*** DATASET EXCERPTS ***
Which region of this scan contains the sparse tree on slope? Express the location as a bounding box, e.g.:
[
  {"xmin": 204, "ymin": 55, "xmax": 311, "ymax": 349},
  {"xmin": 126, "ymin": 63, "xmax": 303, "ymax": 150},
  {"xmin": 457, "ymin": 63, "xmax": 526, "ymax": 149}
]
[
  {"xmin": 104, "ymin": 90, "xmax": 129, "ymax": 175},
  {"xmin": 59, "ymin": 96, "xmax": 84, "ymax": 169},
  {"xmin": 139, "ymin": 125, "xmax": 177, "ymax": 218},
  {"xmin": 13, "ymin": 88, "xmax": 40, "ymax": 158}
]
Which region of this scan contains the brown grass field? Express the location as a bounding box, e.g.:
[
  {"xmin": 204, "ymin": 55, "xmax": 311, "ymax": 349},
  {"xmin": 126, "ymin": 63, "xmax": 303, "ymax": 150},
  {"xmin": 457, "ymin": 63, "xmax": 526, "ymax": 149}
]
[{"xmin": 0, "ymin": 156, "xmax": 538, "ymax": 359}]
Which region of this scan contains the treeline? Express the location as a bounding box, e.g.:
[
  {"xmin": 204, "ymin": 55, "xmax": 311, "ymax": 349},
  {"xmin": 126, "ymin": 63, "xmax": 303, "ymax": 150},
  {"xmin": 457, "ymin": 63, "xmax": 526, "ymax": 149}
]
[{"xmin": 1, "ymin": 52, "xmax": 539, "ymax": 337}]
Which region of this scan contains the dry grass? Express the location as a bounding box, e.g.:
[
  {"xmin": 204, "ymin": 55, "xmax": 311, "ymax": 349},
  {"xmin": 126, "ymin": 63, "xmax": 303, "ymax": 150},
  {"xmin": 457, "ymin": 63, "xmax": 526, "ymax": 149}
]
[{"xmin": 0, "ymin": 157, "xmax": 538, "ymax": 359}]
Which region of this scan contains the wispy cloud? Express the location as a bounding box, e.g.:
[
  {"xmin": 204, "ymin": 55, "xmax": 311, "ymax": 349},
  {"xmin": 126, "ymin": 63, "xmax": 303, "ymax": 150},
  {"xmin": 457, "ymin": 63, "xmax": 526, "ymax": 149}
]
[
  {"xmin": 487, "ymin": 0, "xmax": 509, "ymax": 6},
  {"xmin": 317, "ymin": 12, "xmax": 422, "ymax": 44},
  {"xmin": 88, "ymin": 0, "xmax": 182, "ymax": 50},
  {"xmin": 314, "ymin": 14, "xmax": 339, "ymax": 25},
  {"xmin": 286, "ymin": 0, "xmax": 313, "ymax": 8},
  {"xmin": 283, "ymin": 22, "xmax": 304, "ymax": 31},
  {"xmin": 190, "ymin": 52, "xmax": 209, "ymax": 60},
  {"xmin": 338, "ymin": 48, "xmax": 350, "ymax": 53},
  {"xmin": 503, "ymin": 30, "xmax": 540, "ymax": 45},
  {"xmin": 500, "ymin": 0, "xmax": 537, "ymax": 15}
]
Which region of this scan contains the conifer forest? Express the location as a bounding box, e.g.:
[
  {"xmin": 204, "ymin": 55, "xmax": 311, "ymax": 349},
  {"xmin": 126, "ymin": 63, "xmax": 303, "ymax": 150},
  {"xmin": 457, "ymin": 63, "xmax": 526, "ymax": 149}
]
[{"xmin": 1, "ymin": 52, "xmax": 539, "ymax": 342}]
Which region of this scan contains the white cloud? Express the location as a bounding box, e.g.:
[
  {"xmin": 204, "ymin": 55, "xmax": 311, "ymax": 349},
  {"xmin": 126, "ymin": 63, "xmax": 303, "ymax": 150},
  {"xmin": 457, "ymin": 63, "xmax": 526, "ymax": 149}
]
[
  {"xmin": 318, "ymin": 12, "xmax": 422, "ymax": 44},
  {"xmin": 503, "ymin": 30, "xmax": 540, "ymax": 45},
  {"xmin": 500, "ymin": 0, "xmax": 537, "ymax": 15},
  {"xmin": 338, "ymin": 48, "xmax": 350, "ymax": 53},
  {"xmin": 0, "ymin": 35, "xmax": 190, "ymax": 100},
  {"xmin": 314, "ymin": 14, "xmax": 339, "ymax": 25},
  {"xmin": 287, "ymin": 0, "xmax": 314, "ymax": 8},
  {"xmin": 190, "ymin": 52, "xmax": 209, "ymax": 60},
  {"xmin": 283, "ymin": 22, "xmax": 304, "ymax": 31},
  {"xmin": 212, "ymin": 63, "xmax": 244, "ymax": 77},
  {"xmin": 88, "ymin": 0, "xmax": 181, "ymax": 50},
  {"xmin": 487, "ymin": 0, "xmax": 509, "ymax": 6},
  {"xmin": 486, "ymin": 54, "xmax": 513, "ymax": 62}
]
*** End of DATASET EXCERPTS ***
# TASK GOAL
Could you write out all the entries word for word?

# TASK OUTPUT
Which region of this scan contains the sparse tree on slope? Express the location as a bounding box, e.g.:
[
  {"xmin": 204, "ymin": 55, "xmax": 311, "ymax": 349},
  {"xmin": 126, "ymin": 63, "xmax": 303, "ymax": 150},
  {"xmin": 457, "ymin": 63, "xmax": 526, "ymax": 149}
]
[
  {"xmin": 104, "ymin": 90, "xmax": 129, "ymax": 175},
  {"xmin": 59, "ymin": 96, "xmax": 84, "ymax": 169},
  {"xmin": 139, "ymin": 125, "xmax": 177, "ymax": 218},
  {"xmin": 13, "ymin": 88, "xmax": 40, "ymax": 158}
]
Which region of this scan contains the brown grass field? Express the location as a bounding box, e.g.:
[
  {"xmin": 204, "ymin": 55, "xmax": 311, "ymax": 349},
  {"xmin": 126, "ymin": 63, "xmax": 303, "ymax": 150},
  {"xmin": 457, "ymin": 63, "xmax": 526, "ymax": 149}
]
[{"xmin": 0, "ymin": 156, "xmax": 538, "ymax": 359}]
Which region of this scan contains the treeline? Express the location as a bounding box, e.g.:
[
  {"xmin": 204, "ymin": 55, "xmax": 311, "ymax": 349},
  {"xmin": 126, "ymin": 63, "xmax": 303, "ymax": 150},
  {"xmin": 457, "ymin": 63, "xmax": 526, "ymax": 149}
]
[{"xmin": 1, "ymin": 52, "xmax": 539, "ymax": 337}]
Which region of this scan contains the dry grass? Express the location as a bounding box, e.g.:
[
  {"xmin": 204, "ymin": 55, "xmax": 311, "ymax": 349},
  {"xmin": 126, "ymin": 63, "xmax": 303, "ymax": 150},
  {"xmin": 457, "ymin": 63, "xmax": 526, "ymax": 149}
]
[{"xmin": 0, "ymin": 157, "xmax": 538, "ymax": 359}]
Which region of this scan contains the wispy cloud? Express the location as a bounding box, e.g.:
[
  {"xmin": 204, "ymin": 55, "xmax": 311, "ymax": 349},
  {"xmin": 126, "ymin": 63, "xmax": 303, "ymax": 150},
  {"xmin": 457, "ymin": 63, "xmax": 526, "ymax": 149}
]
[
  {"xmin": 487, "ymin": 0, "xmax": 509, "ymax": 6},
  {"xmin": 317, "ymin": 12, "xmax": 422, "ymax": 44},
  {"xmin": 88, "ymin": 0, "xmax": 182, "ymax": 50},
  {"xmin": 314, "ymin": 14, "xmax": 339, "ymax": 25},
  {"xmin": 286, "ymin": 0, "xmax": 313, "ymax": 8},
  {"xmin": 283, "ymin": 22, "xmax": 304, "ymax": 31},
  {"xmin": 190, "ymin": 52, "xmax": 209, "ymax": 60},
  {"xmin": 338, "ymin": 48, "xmax": 350, "ymax": 53},
  {"xmin": 503, "ymin": 30, "xmax": 540, "ymax": 45},
  {"xmin": 500, "ymin": 0, "xmax": 537, "ymax": 15}
]
Which region of this scan contains the conifer forest? Express the location as a bounding box, e.g.:
[
  {"xmin": 204, "ymin": 55, "xmax": 311, "ymax": 349},
  {"xmin": 126, "ymin": 63, "xmax": 303, "ymax": 150},
  {"xmin": 457, "ymin": 63, "xmax": 526, "ymax": 149}
]
[{"xmin": 1, "ymin": 52, "xmax": 539, "ymax": 342}]
Which region of this scan contains the white cloud? Express the location as a bounding box, e.g.:
[
  {"xmin": 204, "ymin": 55, "xmax": 311, "ymax": 349},
  {"xmin": 126, "ymin": 63, "xmax": 303, "ymax": 150},
  {"xmin": 457, "ymin": 63, "xmax": 526, "ymax": 149}
]
[
  {"xmin": 318, "ymin": 12, "xmax": 422, "ymax": 44},
  {"xmin": 503, "ymin": 30, "xmax": 540, "ymax": 45},
  {"xmin": 500, "ymin": 0, "xmax": 537, "ymax": 15},
  {"xmin": 338, "ymin": 48, "xmax": 350, "ymax": 53},
  {"xmin": 0, "ymin": 35, "xmax": 190, "ymax": 100},
  {"xmin": 314, "ymin": 14, "xmax": 339, "ymax": 25},
  {"xmin": 287, "ymin": 0, "xmax": 314, "ymax": 8},
  {"xmin": 190, "ymin": 52, "xmax": 209, "ymax": 60},
  {"xmin": 283, "ymin": 22, "xmax": 304, "ymax": 31},
  {"xmin": 212, "ymin": 63, "xmax": 244, "ymax": 77},
  {"xmin": 88, "ymin": 0, "xmax": 181, "ymax": 50},
  {"xmin": 487, "ymin": 0, "xmax": 509, "ymax": 6},
  {"xmin": 486, "ymin": 54, "xmax": 513, "ymax": 62}
]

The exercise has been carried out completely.